▸ Stored items from a collection
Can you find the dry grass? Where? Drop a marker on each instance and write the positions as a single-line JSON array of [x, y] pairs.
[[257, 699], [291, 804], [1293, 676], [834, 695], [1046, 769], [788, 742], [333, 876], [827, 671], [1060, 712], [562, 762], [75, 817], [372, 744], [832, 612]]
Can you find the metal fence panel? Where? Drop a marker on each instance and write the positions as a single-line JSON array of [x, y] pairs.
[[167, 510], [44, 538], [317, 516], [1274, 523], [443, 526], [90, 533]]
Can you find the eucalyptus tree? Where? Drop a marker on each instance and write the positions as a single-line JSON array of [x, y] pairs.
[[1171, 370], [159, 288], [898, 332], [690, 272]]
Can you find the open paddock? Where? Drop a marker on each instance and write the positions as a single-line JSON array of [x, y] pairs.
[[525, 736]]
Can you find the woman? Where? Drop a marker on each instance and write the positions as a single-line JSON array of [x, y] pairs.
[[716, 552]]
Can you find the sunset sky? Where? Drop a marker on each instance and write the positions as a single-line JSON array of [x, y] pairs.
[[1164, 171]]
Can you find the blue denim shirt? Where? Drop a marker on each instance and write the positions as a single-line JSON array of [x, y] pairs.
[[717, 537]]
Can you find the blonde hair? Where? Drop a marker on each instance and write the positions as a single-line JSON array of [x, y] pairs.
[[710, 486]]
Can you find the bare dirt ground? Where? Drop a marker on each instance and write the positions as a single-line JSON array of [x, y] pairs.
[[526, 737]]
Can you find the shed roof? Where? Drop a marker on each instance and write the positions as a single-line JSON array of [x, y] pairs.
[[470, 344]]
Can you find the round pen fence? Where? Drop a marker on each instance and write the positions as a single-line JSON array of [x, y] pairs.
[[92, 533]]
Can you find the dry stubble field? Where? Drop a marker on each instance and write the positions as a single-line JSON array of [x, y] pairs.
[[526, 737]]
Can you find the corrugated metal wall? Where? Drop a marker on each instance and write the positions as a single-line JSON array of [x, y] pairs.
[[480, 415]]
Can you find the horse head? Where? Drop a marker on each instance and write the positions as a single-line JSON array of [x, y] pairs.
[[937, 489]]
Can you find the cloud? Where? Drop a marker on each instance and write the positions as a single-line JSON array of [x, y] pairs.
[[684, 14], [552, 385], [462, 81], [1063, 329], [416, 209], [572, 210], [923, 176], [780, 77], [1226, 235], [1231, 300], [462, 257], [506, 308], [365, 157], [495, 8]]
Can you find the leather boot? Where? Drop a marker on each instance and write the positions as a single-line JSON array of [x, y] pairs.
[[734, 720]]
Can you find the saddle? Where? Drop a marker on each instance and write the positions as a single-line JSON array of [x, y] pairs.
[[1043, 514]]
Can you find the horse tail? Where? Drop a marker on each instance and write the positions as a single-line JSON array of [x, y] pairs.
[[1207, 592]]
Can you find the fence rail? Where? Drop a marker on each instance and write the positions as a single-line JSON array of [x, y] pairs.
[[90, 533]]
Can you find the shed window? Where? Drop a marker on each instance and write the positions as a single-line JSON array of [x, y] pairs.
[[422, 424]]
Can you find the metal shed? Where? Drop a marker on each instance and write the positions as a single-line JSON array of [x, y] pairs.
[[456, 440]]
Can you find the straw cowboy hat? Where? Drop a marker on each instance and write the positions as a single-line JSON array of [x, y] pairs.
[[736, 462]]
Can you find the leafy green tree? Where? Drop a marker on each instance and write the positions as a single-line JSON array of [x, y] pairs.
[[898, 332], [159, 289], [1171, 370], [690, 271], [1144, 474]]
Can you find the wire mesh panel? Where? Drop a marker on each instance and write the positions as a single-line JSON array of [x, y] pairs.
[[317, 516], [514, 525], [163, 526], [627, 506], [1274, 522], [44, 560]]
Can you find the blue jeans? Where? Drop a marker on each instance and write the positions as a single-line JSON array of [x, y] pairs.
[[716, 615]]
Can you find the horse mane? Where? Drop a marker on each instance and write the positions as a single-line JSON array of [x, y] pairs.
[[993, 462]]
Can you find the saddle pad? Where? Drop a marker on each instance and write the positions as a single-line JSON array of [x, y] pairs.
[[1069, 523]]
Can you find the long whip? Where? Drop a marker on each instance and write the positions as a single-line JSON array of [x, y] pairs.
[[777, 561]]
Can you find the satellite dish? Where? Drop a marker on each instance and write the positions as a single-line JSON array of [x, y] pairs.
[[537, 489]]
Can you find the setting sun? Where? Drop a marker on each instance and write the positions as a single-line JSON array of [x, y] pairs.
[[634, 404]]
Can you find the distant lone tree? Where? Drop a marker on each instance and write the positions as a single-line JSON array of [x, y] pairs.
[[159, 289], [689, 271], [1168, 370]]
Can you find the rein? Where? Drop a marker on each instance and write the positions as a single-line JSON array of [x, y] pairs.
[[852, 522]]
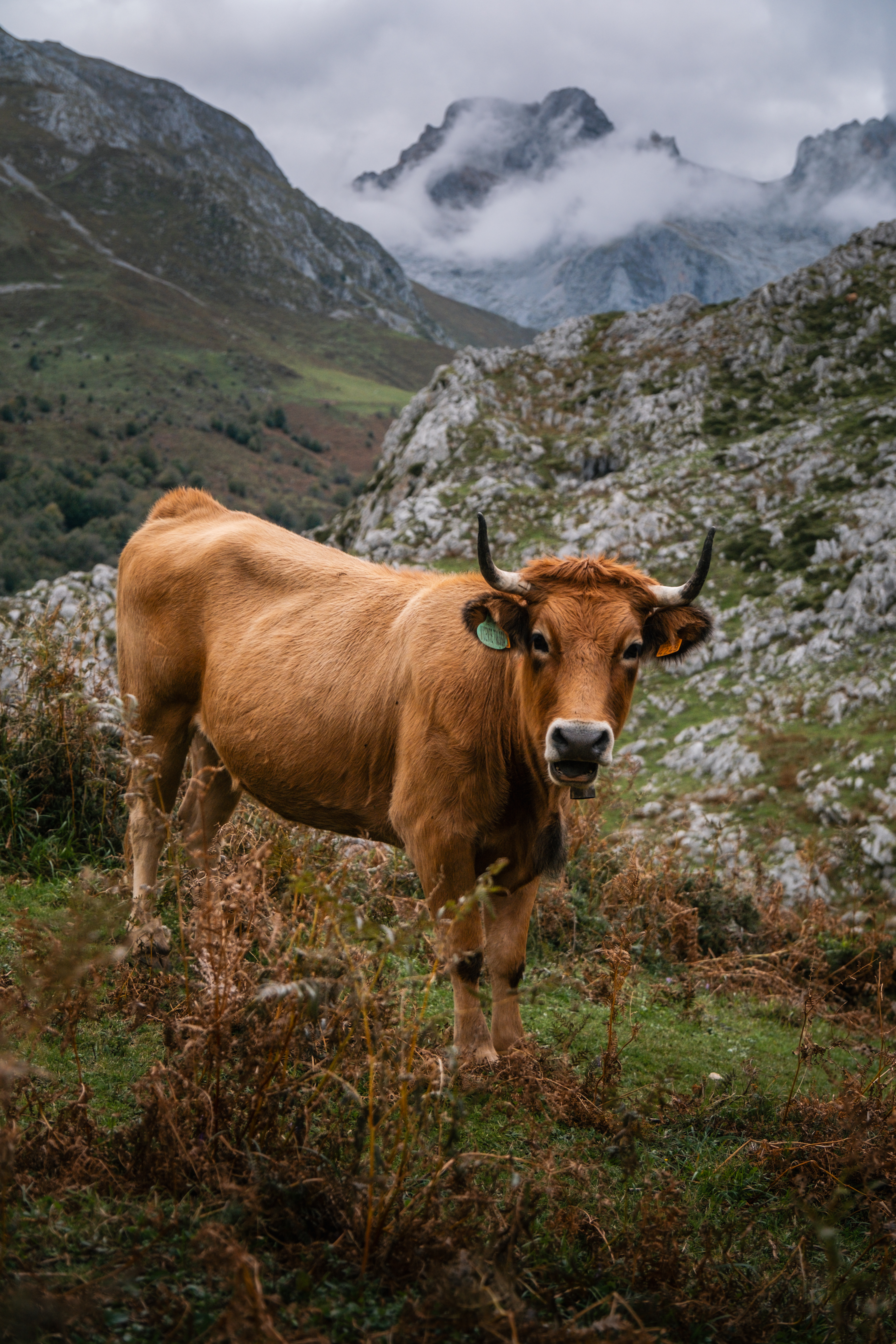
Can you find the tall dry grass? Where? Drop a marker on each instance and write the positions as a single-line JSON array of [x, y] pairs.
[[307, 1107]]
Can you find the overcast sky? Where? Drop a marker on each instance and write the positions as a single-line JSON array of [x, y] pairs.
[[334, 88]]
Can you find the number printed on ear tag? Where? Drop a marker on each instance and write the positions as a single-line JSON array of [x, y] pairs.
[[492, 636]]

▸ Exercise brief
Please quote the lines starting at the one that contains "Can you find the fence" and ending at the one that contains "[[456, 440]]", including both.

▸ Result for this exercise
Can you find the fence rail? Where? Drop a marker on each instance and write the positions as a single-line JSON array of [x, y] pairs.
[[90, 533]]
Can you find the shed window? Where? Drop a marker on each instance and write the positions as a single-line JSON array of [x, y] pairs.
[[422, 424]]
Can you find the metal shed? Where? Drop a marker on each instance and write the positions as a single-line JSON array of [x, y] pairs.
[[456, 440]]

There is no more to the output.